WORK REQUEST -
Please retype the data below exactly, stopping after the line with "766 582 L 817" and skipping every picture.
- - - - - - -
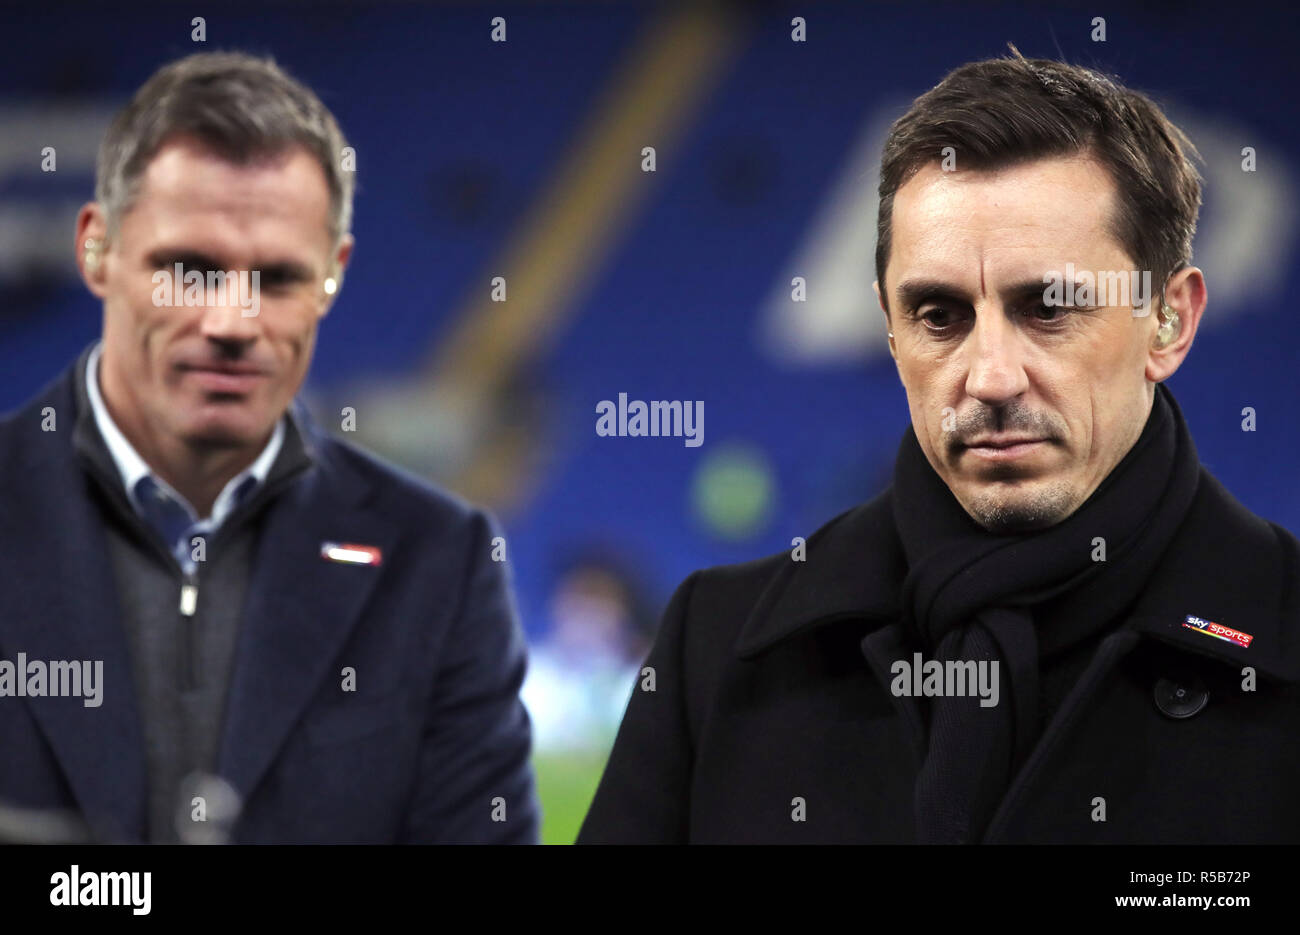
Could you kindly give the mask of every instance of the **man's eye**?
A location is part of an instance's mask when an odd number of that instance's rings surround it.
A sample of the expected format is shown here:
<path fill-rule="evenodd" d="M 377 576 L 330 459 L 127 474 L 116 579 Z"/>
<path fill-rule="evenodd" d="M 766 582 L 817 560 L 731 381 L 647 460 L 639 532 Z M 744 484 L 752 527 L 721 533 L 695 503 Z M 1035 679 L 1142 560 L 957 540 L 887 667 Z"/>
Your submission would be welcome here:
<path fill-rule="evenodd" d="M 943 331 L 953 324 L 955 318 L 952 312 L 946 308 L 932 308 L 917 314 L 927 328 L 931 331 Z"/>
<path fill-rule="evenodd" d="M 302 276 L 290 270 L 260 270 L 258 285 L 262 289 L 284 295 L 302 286 Z"/>
<path fill-rule="evenodd" d="M 1029 314 L 1035 321 L 1043 324 L 1054 325 L 1063 319 L 1070 310 L 1060 305 L 1034 305 L 1030 307 Z"/>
- - - - - - -
RESPONSE TO THIS TASK -
Could you kindly give the mask of every instance of the **man's eye**?
A location is part of an instance's mask when an odd number of that instance's rings surround it.
A sample of the expected format is shown here:
<path fill-rule="evenodd" d="M 377 576 L 330 459 L 127 474 L 116 579 Z"/>
<path fill-rule="evenodd" d="M 766 582 L 817 560 L 731 381 L 647 460 L 639 532 Z M 744 484 L 752 527 L 721 533 L 695 503 Z M 1035 679 L 1142 560 L 957 540 L 887 667 Z"/>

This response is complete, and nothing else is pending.